__PROBLEM DESCRIPTION__
Gather each line from the records below that contains the word "cliff", and copy those lines out in order.

__LISTED RECORDS__

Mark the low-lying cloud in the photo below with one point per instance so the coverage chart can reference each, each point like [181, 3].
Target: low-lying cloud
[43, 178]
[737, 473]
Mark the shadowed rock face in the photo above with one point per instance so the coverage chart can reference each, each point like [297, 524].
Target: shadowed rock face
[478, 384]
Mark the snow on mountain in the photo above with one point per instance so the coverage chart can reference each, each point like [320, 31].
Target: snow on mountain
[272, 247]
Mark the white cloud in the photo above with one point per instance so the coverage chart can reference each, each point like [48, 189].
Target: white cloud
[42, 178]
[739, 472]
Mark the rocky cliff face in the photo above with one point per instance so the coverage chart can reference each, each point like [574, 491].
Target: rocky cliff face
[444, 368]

--

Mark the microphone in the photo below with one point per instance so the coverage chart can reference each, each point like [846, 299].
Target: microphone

__ANSWER__
Mark the rocky cliff face in the photo above with one point per instance so the coverage chart can reference each, each point like [574, 491].
Target: rocky cliff face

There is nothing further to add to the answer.